%%
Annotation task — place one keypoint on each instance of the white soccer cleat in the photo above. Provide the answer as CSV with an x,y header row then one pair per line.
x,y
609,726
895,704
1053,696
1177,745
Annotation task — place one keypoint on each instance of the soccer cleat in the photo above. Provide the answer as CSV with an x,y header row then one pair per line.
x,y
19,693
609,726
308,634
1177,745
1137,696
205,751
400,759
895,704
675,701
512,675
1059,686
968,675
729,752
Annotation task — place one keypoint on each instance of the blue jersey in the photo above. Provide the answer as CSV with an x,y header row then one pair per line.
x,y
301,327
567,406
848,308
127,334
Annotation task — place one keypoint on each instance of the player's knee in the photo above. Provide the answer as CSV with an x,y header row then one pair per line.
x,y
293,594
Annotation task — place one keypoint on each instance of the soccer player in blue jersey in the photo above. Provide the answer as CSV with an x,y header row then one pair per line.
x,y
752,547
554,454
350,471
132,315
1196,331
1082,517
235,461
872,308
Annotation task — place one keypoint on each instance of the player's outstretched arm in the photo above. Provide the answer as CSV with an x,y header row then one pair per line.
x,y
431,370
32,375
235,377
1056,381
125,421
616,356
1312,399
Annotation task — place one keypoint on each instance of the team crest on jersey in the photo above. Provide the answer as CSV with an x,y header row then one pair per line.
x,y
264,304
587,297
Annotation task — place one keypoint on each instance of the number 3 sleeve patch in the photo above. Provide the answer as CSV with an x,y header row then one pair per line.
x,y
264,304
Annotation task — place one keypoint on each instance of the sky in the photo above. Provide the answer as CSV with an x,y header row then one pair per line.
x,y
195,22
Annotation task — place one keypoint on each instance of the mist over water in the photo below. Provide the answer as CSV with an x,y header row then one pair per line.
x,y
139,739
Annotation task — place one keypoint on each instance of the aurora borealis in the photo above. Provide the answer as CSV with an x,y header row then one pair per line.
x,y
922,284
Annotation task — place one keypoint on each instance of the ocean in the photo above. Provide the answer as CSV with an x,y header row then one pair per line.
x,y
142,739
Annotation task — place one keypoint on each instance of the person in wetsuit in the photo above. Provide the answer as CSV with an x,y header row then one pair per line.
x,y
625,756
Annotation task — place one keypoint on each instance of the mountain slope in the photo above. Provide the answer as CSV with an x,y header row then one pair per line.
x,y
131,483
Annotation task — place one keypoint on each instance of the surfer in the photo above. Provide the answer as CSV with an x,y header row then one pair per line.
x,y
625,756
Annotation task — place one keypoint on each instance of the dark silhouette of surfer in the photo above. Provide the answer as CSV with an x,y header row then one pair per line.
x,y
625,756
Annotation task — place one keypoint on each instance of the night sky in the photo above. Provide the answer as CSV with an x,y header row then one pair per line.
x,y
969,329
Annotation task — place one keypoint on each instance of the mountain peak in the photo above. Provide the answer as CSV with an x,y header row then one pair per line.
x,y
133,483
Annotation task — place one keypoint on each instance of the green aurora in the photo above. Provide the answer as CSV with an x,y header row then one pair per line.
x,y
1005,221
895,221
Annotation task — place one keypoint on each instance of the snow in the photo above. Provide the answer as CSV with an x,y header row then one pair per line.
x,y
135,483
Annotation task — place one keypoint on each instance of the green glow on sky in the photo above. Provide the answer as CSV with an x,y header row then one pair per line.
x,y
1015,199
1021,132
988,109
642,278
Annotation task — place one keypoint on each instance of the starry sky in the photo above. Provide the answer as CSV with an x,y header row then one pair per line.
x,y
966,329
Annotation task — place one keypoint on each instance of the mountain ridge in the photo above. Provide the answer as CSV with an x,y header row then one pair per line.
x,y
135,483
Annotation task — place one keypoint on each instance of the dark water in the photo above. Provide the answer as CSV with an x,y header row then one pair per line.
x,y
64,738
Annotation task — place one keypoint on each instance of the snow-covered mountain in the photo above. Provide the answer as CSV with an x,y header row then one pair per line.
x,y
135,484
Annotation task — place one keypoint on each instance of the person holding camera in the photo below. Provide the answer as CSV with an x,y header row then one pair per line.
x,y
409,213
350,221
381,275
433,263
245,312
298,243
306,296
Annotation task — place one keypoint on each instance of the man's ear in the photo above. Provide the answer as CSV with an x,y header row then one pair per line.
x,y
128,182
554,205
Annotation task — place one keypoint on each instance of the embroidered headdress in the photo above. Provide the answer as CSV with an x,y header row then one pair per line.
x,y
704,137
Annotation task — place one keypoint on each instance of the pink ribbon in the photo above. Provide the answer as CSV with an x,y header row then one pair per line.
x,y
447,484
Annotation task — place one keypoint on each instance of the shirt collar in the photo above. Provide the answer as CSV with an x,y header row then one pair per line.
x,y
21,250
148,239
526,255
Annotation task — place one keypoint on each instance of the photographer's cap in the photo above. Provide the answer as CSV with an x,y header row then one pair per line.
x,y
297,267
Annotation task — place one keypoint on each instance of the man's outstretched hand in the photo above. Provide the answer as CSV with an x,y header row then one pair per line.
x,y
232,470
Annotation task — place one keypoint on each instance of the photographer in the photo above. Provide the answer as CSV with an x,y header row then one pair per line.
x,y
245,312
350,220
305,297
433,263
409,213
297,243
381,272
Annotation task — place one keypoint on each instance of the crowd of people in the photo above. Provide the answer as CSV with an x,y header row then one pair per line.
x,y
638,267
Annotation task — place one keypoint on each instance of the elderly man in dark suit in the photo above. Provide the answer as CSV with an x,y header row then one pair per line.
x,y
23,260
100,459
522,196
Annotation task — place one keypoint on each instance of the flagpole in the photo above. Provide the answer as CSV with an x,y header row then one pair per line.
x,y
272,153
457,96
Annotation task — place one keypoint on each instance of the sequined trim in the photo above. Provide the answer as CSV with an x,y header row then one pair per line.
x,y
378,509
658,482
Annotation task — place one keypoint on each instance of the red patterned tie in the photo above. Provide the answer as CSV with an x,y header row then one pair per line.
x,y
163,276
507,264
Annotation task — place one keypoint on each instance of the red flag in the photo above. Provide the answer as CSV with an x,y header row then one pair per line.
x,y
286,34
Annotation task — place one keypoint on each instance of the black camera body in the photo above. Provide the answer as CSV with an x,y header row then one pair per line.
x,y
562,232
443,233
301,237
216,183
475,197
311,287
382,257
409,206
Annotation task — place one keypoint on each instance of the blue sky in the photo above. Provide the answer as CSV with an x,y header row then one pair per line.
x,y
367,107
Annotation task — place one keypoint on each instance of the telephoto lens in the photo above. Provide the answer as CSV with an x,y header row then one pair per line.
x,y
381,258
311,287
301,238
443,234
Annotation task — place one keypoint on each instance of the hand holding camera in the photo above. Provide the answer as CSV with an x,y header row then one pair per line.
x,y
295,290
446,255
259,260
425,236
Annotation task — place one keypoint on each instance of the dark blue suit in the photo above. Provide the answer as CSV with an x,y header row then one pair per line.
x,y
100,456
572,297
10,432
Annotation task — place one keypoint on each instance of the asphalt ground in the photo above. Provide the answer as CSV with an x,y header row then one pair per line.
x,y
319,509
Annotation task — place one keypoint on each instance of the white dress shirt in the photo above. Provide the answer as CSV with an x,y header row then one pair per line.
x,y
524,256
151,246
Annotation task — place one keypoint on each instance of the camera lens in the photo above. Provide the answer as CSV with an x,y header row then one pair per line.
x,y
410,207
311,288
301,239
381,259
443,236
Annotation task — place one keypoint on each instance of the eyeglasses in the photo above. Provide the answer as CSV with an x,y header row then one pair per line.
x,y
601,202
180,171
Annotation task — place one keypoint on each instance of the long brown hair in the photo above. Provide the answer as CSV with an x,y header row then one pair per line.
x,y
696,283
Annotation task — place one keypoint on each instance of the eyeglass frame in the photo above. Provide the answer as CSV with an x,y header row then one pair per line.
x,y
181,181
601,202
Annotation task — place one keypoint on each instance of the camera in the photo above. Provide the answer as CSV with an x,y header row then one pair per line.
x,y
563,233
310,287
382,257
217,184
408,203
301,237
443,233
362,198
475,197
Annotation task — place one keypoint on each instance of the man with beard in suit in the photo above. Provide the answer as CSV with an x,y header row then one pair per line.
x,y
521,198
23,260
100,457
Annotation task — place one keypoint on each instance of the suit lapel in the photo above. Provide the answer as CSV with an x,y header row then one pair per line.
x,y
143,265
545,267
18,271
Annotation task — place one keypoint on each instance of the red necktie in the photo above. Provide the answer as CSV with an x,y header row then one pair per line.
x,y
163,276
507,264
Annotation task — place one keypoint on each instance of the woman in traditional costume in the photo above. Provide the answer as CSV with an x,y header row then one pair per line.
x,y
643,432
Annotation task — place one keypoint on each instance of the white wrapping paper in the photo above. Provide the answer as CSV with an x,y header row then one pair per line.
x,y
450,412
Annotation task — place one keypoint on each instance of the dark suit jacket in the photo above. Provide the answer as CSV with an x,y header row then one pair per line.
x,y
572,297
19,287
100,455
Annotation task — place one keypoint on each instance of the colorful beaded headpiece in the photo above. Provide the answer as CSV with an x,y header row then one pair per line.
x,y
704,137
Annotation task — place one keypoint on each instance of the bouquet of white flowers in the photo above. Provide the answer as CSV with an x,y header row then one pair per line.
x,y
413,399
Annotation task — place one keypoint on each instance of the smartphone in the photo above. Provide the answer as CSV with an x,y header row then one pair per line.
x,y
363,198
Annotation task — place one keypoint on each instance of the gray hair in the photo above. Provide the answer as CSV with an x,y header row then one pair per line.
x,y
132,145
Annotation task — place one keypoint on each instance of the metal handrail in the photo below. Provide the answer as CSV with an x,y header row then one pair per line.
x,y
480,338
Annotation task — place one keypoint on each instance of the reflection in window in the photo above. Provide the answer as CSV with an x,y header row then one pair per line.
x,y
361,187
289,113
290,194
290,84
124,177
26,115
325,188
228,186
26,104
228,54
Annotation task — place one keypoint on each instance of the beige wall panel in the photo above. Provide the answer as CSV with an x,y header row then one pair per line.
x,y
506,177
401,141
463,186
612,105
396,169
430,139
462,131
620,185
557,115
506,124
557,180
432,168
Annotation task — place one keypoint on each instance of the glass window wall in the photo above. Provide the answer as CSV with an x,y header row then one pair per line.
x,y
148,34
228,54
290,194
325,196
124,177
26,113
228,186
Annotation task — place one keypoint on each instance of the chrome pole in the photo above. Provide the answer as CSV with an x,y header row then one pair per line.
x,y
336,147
%%
- **Description of the task**:
Rewrite every line of the material from the line containing "of the bouquet" through the end of the material, both ends inclusive. Multiply each coordinate value in the answers by 1.7 and round it to a whole number, with halves rounded up, and leave all other lines unchanged.

- **Reply**:
Annotation task — place one keypoint on each instance of the bouquet of white flowers in the photo above. Provide the answer as CSV with an x,y header row then one pair per line.
x,y
702,678
Annotation task — place one keypoint on each instance of the smartphone in the photo above. Provide the answer as CSV with an x,y header row then one pair per line.
x,y
617,337
Annotation task — place one keypoint on each instance of the gray hair in the photo above. Provide the answer as CSV with an x,y header row then one pair per line.
x,y
224,247
Annotation task — place one keypoint on each instance of the metal handrail in the photo below. Provide the answer as CSV with an x,y header row then one pair per line.
x,y
816,575
Annotation task — place one keypoint on each instance of the reflection in window in the photo above. Provide the answer as CSV with an x,y header row then one pair per line.
x,y
614,318
491,192
493,330
493,143
211,301
44,196
553,320
388,316
44,177
388,92
Annotation task — place one keypoint on each instance of the beige wall panel in the photo above. Provide the answer as CSV with an x,y header row then one pair per line.
x,y
860,301
682,240
787,316
1040,179
673,287
731,236
785,223
1054,315
947,196
860,211
947,306
734,286
Annotation task — place one keypoint on each instance of the glass window wall in the photo above. Provide the answer as CSV with an x,y header row then one pair per line.
x,y
252,58
388,92
493,330
553,333
211,301
44,192
388,316
Annotation task — place one keypoint on each instance of the chrome pole in the photo above. Provide the answer as CSV with an x,y header row then one pair per line.
x,y
571,250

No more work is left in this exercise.